You, Sir, as just as irrepressible as Tigger too.

What with your enthusiastic sharing of the use of add-ins like ISSUU publications (I never heard of it until NOW. I can't wait to try that one out on my site!), and the use of streaming High Definition media at your college. Thanks for your refreshing post about interaction over content.

I just wonder if anyone at your college uses Articulate or Captivate to create multimedia SCORM content and quizzes. Or it is just Hotpotatoes? Or just plain vanilla Moodle quiz module?

Frankie Kam
Melaka, Malaysia

P.S., nothing like authentic Penang Char Kway Teow to satisfy the hungry soul.

In reply to Frankie Kam

Re: Research on whether Moodle will increase student self-directed learning

by Paul Jacobson -

Hi Frankie - just a quick one about Articulate . . .

I downloaded the Suite that includes Articulate and make their Quizzes a central feature in preference to Moodle (vanilla). The variety and smoothness was great, especially the matching quizzes (interlocking jigsaw pieces with "cloicking" sounds when they fitted). But the SCORM was unstable; and changes required redevelopment from scratch - until I eventually discarded them with regret and return to Moodle Quizzes (and their reliable LMS tracking).

### Written problem:
Please carry the Moodle forum thread forward, picking up right after its last sentence. The data that comes next is separate material, apart from the Moodle forum thread.

### Supplied data:
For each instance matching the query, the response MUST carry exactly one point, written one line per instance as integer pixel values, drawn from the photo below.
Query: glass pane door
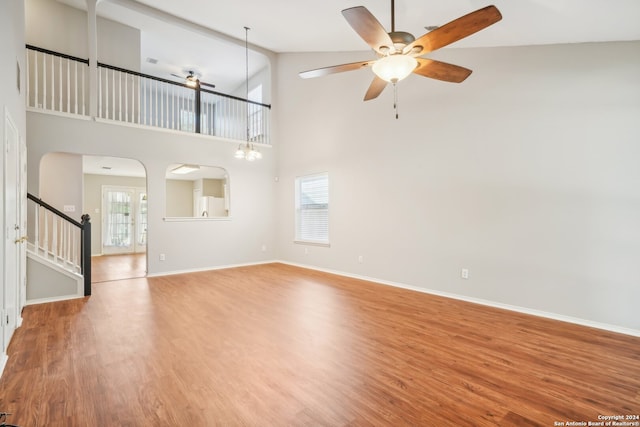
(118, 217)
(141, 221)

### The result:
Moodle Quizzes can be dressed up with images and imagination. I saw a wonderful set of quizzes on Physiology that combined photos and text. We were talking today about introducing some JavaScript to pep them up a bit.

PS Penang hawkers do it well because (I think) they are the fishermen with the best of their catch. My favourite place in Malaysia is Sabah.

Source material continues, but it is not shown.